(READING PASSAGE)
*** Begin section ***
You can be right but too early. There was a hype wave for drones and VR (more than one for the latter one), but I wouldn't be so sure that it's peak of their real world usage yet.

ivape · 2 months ago

You checked out drone warfare? It’s all the rage in every conflict at the moment. The hype around drones is not fake, and I’d compare it more to autonomous cars because regulation is the only reason you don’t see a million private drones flying around.

soulofmischief · 2 months ago

That's the claim for AR, not VR, and you're just noticing how research and development cycles play out, you can draw comparisons to literally any technology cycle.

freetinker · 2 months ago

Drones are delivering. Ukraine?

jangxx · 2 months ago

I mean both of these things are actually happening (drone deliveries and people spending a lot of time in VR), just at a much much smaller scale than it was hyped up to be.
*** End section ***
(Stored data entries)
*** Begin section ***
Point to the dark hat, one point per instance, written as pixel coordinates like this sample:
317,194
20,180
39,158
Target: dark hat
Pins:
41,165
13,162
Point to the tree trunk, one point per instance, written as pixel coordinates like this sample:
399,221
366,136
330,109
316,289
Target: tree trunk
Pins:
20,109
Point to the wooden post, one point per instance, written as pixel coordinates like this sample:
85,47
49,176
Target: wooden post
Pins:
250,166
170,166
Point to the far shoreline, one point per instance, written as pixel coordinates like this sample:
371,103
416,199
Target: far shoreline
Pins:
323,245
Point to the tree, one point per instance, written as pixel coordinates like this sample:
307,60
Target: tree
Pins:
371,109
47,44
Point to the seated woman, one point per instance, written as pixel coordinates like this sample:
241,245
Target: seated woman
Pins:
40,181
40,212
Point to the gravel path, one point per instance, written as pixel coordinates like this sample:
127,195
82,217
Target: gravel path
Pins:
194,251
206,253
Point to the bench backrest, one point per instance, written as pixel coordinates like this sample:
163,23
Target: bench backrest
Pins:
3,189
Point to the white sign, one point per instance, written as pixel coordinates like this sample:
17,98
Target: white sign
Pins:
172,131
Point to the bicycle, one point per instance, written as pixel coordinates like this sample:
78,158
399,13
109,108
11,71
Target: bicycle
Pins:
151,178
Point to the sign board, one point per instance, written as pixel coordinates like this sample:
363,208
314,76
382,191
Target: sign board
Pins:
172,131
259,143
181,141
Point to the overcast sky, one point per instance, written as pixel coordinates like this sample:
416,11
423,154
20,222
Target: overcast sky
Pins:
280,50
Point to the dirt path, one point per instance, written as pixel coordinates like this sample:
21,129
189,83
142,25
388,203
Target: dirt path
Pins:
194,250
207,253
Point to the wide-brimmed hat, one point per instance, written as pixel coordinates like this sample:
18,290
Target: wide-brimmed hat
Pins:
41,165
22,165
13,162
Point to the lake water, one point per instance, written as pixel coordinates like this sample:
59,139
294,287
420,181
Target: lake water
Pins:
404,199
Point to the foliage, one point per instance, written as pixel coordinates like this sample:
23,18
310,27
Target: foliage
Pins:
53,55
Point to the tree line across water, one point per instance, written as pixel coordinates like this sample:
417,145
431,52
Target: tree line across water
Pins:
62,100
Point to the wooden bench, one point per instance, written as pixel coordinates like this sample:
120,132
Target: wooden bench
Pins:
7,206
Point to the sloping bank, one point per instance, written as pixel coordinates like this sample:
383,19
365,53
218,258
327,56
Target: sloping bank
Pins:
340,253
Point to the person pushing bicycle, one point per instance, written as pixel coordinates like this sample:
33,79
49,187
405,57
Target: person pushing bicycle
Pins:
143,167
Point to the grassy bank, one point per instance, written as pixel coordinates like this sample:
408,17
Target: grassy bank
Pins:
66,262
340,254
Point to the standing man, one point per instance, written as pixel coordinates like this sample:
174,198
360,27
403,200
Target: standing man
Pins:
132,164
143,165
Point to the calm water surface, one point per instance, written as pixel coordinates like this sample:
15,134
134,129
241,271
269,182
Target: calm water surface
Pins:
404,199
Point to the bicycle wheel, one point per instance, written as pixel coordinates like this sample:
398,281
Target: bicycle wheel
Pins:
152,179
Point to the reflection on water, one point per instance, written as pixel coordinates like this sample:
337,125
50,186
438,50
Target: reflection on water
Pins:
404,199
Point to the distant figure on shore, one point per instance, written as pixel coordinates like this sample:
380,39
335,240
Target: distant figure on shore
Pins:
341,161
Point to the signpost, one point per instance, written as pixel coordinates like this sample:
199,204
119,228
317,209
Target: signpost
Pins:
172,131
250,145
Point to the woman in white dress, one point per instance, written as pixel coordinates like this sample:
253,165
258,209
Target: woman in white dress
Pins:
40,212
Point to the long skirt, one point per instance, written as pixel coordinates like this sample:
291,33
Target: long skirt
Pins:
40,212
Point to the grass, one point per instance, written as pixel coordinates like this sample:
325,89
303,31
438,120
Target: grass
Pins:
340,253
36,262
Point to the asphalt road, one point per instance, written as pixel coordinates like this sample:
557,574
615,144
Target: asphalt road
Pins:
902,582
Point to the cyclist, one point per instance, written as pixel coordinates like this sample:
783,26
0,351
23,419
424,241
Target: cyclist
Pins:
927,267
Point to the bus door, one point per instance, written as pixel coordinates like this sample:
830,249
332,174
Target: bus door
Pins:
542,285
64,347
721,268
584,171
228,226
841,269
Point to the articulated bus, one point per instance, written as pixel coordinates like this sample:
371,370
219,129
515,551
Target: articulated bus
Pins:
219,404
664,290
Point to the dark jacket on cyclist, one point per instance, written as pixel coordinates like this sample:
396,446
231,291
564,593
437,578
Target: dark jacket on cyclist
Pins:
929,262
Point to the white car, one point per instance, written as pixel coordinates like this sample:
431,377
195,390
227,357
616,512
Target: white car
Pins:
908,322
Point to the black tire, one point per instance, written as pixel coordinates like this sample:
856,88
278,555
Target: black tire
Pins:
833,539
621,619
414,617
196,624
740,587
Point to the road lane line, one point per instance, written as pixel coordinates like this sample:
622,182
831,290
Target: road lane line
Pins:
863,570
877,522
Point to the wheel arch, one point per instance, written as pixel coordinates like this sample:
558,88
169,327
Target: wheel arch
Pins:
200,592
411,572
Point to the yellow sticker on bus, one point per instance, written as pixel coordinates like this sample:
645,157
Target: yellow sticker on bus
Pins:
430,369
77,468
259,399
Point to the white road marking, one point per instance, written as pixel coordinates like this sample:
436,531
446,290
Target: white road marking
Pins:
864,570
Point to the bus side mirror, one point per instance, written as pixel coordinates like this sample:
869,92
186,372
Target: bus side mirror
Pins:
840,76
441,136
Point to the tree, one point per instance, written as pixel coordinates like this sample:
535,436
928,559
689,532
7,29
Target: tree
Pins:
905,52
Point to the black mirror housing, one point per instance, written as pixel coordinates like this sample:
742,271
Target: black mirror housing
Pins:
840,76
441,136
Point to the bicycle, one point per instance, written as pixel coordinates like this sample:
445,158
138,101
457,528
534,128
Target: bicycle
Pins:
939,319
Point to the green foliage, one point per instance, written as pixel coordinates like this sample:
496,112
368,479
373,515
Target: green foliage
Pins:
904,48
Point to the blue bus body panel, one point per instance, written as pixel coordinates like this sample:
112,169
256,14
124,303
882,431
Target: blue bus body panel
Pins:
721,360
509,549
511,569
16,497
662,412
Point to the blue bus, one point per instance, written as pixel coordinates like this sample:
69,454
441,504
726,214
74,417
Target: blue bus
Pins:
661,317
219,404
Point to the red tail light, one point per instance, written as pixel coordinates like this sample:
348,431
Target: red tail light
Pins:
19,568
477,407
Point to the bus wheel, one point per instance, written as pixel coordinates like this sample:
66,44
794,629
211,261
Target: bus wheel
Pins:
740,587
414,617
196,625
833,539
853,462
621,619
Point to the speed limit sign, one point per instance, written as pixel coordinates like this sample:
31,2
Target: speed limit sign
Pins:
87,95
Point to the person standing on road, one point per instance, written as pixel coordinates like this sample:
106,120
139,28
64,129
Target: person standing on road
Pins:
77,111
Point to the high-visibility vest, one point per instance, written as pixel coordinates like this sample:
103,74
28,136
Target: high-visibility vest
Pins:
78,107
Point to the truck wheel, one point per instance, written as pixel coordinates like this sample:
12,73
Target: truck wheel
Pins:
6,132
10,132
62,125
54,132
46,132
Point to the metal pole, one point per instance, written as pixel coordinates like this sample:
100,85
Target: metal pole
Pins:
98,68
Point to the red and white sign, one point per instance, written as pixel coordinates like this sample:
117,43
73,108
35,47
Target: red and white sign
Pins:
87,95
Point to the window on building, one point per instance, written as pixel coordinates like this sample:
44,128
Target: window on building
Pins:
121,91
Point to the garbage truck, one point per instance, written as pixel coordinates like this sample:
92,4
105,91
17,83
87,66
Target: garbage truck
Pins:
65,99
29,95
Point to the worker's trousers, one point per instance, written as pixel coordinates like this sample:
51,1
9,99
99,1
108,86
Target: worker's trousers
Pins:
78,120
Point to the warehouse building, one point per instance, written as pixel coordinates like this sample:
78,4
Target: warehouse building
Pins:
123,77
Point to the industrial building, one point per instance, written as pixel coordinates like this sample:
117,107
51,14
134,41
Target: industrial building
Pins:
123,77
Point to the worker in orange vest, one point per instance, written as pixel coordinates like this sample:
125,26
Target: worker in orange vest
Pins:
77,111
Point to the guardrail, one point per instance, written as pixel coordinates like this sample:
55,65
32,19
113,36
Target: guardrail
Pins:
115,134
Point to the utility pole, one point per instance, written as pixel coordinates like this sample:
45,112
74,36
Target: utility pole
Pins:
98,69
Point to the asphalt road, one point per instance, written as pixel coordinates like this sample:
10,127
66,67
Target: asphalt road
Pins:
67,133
*** End section ***
(WORK TASK)
Retype the stretch of the forum thread on drone and VR hype from "You can be right" through "drones flying around.". The items have no connection to the forum thread about drone and VR hype.

(WRITTEN RESPONSE)
You can be right but too early. There was a hype wave for drones and VR (more than one for the latter one), but I wouldn't be so sure that it's peak of their real world usage yet.

ivape · 2 months ago

You checked out drone warfare? It’s all the rage in every conflict at the moment. The hype around drones is not fake, and I’d compare it more to autonomous cars because regulation is the only reason you don’t see a million private drones flying around.